YOUR OBJECTIVE: Write out, word for word, the records below from their first line through the line that contains "top-left (864, 346), bottom-right (1084, 402)", including both of those lines.

PROVIDED ENTRIES:
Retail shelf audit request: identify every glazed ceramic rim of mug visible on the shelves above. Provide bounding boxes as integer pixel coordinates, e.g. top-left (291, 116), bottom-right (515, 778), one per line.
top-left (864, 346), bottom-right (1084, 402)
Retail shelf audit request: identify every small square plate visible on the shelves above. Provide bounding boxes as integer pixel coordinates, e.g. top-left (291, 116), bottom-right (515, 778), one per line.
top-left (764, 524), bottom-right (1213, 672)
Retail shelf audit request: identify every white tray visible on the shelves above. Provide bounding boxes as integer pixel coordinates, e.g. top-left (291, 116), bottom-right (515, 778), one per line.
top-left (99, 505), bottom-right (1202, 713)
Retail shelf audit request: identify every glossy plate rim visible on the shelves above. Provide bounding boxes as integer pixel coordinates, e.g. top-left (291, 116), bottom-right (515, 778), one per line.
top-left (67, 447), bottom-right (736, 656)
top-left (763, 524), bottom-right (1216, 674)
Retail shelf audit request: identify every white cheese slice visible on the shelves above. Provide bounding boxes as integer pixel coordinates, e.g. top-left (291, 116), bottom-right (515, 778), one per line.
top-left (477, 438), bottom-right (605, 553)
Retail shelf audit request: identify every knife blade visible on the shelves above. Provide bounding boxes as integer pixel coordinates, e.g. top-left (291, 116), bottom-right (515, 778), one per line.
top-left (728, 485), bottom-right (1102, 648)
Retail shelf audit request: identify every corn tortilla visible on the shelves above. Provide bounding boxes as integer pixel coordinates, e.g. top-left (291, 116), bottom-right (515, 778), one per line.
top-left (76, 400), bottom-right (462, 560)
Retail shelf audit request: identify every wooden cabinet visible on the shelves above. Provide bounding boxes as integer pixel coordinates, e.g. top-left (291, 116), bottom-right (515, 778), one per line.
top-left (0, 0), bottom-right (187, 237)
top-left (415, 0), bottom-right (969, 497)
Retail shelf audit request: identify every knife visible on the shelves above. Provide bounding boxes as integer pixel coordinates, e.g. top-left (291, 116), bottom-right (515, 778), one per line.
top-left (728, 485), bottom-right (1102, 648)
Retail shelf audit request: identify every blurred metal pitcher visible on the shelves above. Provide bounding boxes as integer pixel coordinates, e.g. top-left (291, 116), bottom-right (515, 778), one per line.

RESPONSE:
Retail shelf audit request: identify every glazed ceramic rim of mug visible on the shelves above. Provide bounding boxes as integer pixel coordinates, e.g. top-left (291, 116), bottom-right (515, 778), one per line.
top-left (864, 346), bottom-right (1084, 402)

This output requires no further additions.